(Texte extrait):

----------------------------------------

Le prix de l’électricité pour les particuliers soumis au tarif réglementé va encore augmenter au 1er février. C’est l’annonce faite la semaine dernière par Emmanuelle Wargon, présidente de la Commission de Régulation de l’Energie (CRE). Pour la première fois depuis le début de la crise énergétique, il y a deux ans, ce n’est pas à cause du prix de l’électricité ou du gaz que la douloureuse va l’être encore plus, mais en raison de la fiscalité.
Pour comprendre, petit retour en arrière. A l’hiver 2022, les problématiques externes (invasion de l’Ukraine) et interne (corrosion sous contrainte détectée sur les plus récents des réacteurs nucléaires du parc français) entraînent une forte poussée de fièvre sur les prix de l’électricité. Le gouvernement, avec l’objectif affiché de protéger le portefeuille des ménages français, décide alors de mettre en place un « bouclier tarifaire » correspondant dans les faits à un gel des tarifs réglementés de l’électricité à leur niveau de la fin 2021.

----------------------------------------

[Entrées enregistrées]
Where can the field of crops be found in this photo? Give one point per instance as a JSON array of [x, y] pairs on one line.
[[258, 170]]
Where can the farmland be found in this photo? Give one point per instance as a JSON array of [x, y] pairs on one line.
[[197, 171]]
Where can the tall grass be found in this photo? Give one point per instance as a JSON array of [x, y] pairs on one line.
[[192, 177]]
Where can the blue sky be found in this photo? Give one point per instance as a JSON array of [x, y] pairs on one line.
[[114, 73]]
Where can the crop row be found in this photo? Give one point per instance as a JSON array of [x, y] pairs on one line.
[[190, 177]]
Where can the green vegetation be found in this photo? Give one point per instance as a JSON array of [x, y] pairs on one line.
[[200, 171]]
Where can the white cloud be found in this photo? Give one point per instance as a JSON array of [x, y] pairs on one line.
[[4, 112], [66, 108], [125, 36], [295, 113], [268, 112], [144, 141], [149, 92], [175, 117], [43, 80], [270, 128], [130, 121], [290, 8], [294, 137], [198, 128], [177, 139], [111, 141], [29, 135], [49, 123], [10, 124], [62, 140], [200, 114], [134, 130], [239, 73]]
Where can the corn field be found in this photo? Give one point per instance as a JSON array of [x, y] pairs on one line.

----------------------------------------

(Travail à faire):
1: Dites si chacune des affirmations suivantes s’accorde avec le texte sur le prix de l’électricité, en répondant par oui ou par non et en citant à l’identique les mots du texte qui tranchent. (a) La hausse annoncée pour le 1er février est due à la fiscalité. (b) Le bouclier tarifaire a gelé les tarifs réglementés de l’électricité à leur niveau de la fin 2022. (c) Emmanuelle Wargon préside la Commission de Régulation de l’Energie.
2: Poursuivez le texte sur le prix de l’électricité après sa dernière phrase.

(Corrigé de l’exercice):
1:
(a) Oui : « ce n’est pas à cause du prix de l’électricité ou du gaz que la douloureuse va l’être encore plus, mais en raison de la fiscalité ».
(b) Non : « un gel des tarifs réglementés de l’électricité à leur niveau de la fin 2021 ».
(c) Oui : « Emmanuelle Wargon, présidente de la Commission de Régulation de l’Energie (CRE) ».

2:
Jeu de passe-passe financier autour du tarif réglementé
Et afin de limiter un peu la somme à compenser au producteur, EDF notamment qui est par ailleurs sérieusement mis à contribution, il modifie au passage la façon dont est construit ce fameux tarif réglementé. Il augmente la part payée pour la production d’électricité en la compensant par l’abaissement à son minimum de la taxe baptisée contribution au service public de l’électricité (CSPE). Cette taxe qui n’a cessé d’augmenter depuis des années sert au financement des compléments de rémunération pour les énergies renouvelables (que ce soit éolien et photovoltaïque, mais aussi hydraulique et biométhane) et des mécanismes de solidarité avec les zones non interconnectées (territoires ultra-marins et Corse).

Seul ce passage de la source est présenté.